START EXTRACT

At least some of us were productivity optimists in the earlier days of pandemic recovery. There was some evidence of a productivity uptick in the period from the beginning of the pandemic, continuing to the fourth quarter of 2021. While productivity growth averaged just 1.0 percent from the fourth quarter of 2009 to the fourth quarter of 2019, growth averaged 2.3 percent in the two years from the fourth quarter of 2019 to the fourth quarter of 2021.
Anyone who follows productivity data closely knows that the data are erratic, and even two good years doesn’t amount to much. No one should assume we’re on a faster growth path based on an uptick over a relatively short time period.
However, there was also some anecdotal evidence that we might be a faster growth trajectory. The most obvious story had to with the increased use of Zoom and other technologies allowing for teleconferencing. Insofar as business can be conducted without people traveling across town or across the country, there is a gain in productivity. There were many other stories of businesses being forced to adopt new and often more efficient ways of operating to get around the disruptions of the pandemic.
That was an optimistic story, but the picture looks much worse after the last two quarters. Productivity fell at a 7.4 percent annual rate in the first quarter of 2022 and a 4.6 percent rate in the second quarter. These drops totally offset the positive picture of 2020 and 2021. With the more recent data, productivity growth since the fourth quarter of 2019 now averages just 0.6 percent.
While this might mean that the productivity optimists should throw in the towel, there still is some reason for hoping that the data from the last two quarters are an anomaly and we could be on a faster growth path. There are three directions in which the productivity optimists’ argument would go:
+ Data errors gave us the bad numbers for the first two quarters;
+ Temporary disruptions from the pandemic slowed productivity growth in the first half of 2022;
+ There are important gains in productivity not reflected in the official data.

END EXTRACT
START DATA EXTRACTS

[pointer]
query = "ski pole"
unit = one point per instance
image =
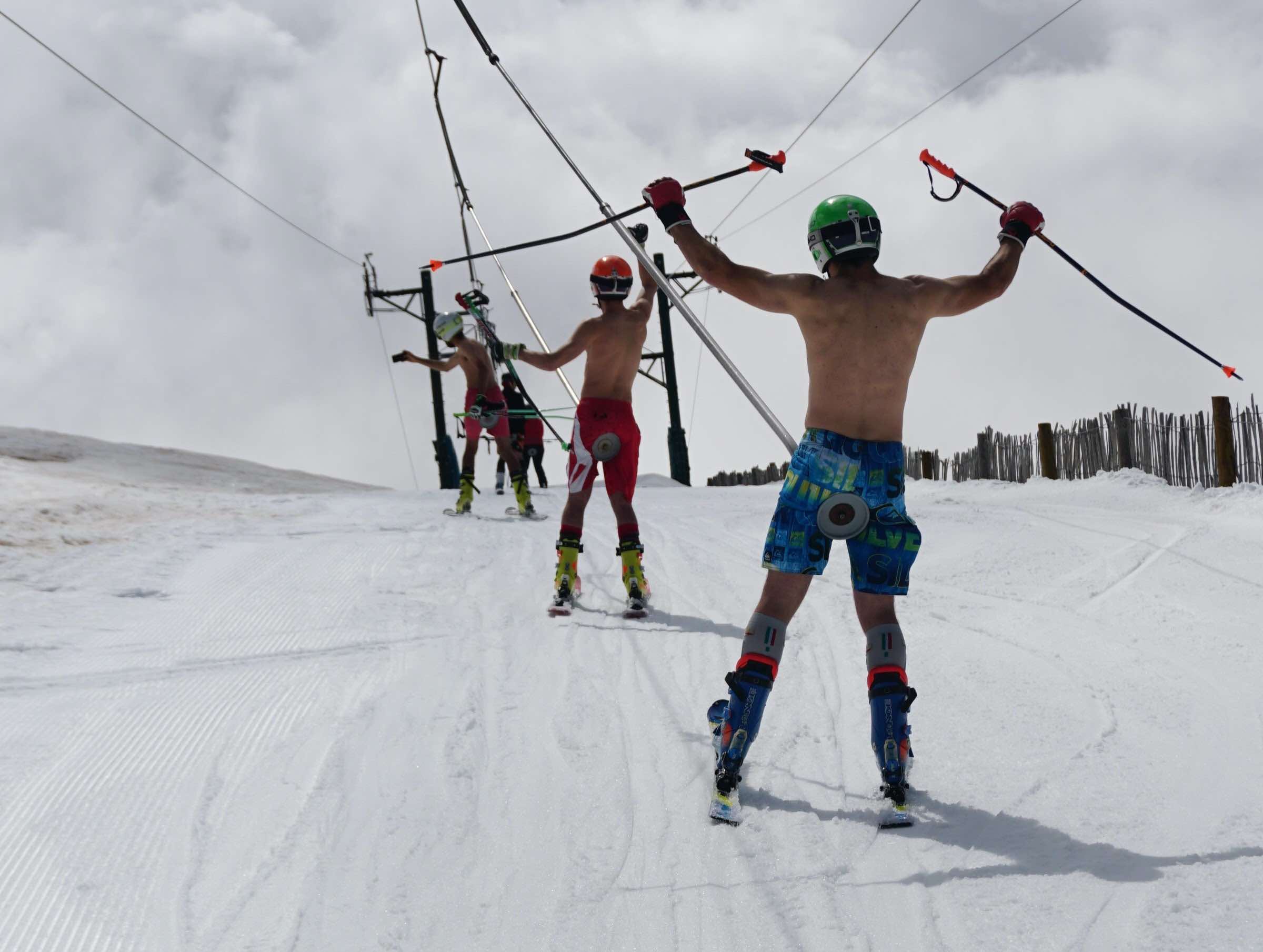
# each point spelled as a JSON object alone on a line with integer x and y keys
{"x": 473, "y": 302}
{"x": 759, "y": 161}
{"x": 641, "y": 254}
{"x": 961, "y": 182}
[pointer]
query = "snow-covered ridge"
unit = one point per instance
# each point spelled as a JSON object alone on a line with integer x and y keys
{"x": 281, "y": 716}
{"x": 68, "y": 490}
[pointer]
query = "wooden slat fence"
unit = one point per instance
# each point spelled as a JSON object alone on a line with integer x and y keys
{"x": 1176, "y": 448}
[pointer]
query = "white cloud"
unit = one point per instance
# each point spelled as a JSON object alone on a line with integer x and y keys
{"x": 146, "y": 301}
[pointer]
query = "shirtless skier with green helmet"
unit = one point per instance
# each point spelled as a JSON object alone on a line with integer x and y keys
{"x": 862, "y": 330}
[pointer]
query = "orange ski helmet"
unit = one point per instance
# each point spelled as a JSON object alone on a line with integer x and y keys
{"x": 612, "y": 278}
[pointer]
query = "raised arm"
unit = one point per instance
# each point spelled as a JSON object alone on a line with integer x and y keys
{"x": 643, "y": 305}
{"x": 948, "y": 297}
{"x": 444, "y": 365}
{"x": 778, "y": 293}
{"x": 572, "y": 349}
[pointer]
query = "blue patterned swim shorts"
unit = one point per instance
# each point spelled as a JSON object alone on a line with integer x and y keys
{"x": 828, "y": 463}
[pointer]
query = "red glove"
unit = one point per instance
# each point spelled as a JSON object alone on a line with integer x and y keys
{"x": 667, "y": 198}
{"x": 1020, "y": 222}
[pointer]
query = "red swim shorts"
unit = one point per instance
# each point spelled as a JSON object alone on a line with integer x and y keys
{"x": 594, "y": 418}
{"x": 473, "y": 428}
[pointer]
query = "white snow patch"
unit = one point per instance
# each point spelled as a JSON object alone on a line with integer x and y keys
{"x": 268, "y": 710}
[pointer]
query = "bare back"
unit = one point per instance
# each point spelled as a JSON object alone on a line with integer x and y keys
{"x": 616, "y": 341}
{"x": 862, "y": 345}
{"x": 477, "y": 364}
{"x": 862, "y": 327}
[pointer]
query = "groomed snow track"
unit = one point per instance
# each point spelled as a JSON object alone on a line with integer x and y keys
{"x": 307, "y": 716}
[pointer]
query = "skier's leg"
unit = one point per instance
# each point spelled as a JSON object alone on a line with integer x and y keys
{"x": 566, "y": 584}
{"x": 537, "y": 456}
{"x": 882, "y": 564}
{"x": 630, "y": 551}
{"x": 465, "y": 500}
{"x": 517, "y": 467}
{"x": 886, "y": 654}
{"x": 750, "y": 684}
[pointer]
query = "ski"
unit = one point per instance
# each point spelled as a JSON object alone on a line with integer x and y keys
{"x": 725, "y": 807}
{"x": 529, "y": 514}
{"x": 636, "y": 609}
{"x": 564, "y": 600}
{"x": 896, "y": 815}
{"x": 561, "y": 606}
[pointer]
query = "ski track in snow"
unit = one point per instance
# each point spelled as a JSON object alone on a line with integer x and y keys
{"x": 248, "y": 710}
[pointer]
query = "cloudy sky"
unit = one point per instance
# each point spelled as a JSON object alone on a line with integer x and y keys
{"x": 148, "y": 302}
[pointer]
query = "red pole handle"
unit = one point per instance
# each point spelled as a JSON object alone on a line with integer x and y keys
{"x": 941, "y": 167}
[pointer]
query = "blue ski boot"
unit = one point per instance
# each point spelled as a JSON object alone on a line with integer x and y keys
{"x": 889, "y": 700}
{"x": 715, "y": 719}
{"x": 749, "y": 687}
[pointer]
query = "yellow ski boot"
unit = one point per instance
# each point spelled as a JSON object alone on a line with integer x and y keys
{"x": 465, "y": 500}
{"x": 566, "y": 585}
{"x": 630, "y": 551}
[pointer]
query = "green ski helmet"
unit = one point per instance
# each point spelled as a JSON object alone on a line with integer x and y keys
{"x": 843, "y": 226}
{"x": 447, "y": 325}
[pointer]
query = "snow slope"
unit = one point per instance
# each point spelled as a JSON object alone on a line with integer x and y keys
{"x": 252, "y": 710}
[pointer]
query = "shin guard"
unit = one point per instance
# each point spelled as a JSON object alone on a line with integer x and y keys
{"x": 749, "y": 687}
{"x": 889, "y": 701}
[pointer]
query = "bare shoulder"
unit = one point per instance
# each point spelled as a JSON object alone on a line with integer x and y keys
{"x": 926, "y": 293}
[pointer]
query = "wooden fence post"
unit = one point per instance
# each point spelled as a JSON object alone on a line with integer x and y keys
{"x": 1047, "y": 453}
{"x": 1123, "y": 432}
{"x": 1226, "y": 453}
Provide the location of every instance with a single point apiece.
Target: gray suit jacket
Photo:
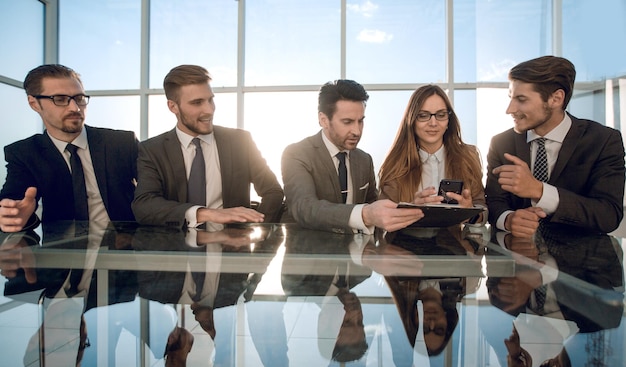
(161, 193)
(312, 185)
(588, 174)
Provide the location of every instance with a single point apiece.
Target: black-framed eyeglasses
(64, 100)
(442, 115)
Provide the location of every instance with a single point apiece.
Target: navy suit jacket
(35, 161)
(161, 195)
(588, 174)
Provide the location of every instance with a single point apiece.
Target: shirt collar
(332, 148)
(424, 155)
(185, 139)
(557, 134)
(80, 141)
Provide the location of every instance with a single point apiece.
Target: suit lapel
(48, 149)
(224, 151)
(567, 148)
(175, 157)
(522, 148)
(328, 166)
(356, 164)
(97, 151)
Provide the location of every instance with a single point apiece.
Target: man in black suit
(584, 186)
(39, 167)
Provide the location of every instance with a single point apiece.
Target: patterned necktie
(81, 211)
(540, 170)
(196, 185)
(343, 175)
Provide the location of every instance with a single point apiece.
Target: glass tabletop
(121, 294)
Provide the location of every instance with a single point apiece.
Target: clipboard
(441, 215)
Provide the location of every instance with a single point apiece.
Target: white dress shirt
(97, 210)
(549, 200)
(356, 217)
(213, 173)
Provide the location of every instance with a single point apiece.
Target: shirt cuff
(191, 216)
(549, 201)
(502, 219)
(356, 220)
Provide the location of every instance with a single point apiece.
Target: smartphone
(448, 185)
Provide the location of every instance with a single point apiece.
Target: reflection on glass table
(279, 295)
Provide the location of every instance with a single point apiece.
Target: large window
(269, 57)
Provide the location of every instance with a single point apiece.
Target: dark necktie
(540, 170)
(81, 211)
(196, 187)
(198, 279)
(343, 175)
(75, 277)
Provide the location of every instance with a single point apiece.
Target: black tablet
(441, 215)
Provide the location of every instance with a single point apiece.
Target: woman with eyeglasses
(427, 149)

END DATA EXTRACTS

- USING THE INFORMATION:
A: Reproduce the productivity passage from "At least some" to "short time period.", swapping "erratic" for "volatile".
B: According to the productivity passage, why shouldn't anyone assume a faster growth path based on the uptick from late 2019 to late 2021?

- TASK RESPONSES:
A:
At least some of us were productivity optimists in the earlier days of pandemic recovery. There was some evidence of a productivity uptick in the period from the beginning of the pandemic, continuing to the fourth quarter of 2021. While productivity growth averaged just 1.0 percent from the fourth quarter of 2009 to the fourth quarter of 2019, growth averaged 2.3 percent in the two years from the fourth quarter of 2019 to the fourth quarter of 2021.
Anyone who follows productivity data closely knows that the data are volatile, and even two good years doesn’t amount to much. No one should assume we’re on a faster growth path based on an uptick over a relatively short time period.

B: Productivity data are erratic, so even two good years don't amount to much. The uptick also covers a relatively short time period.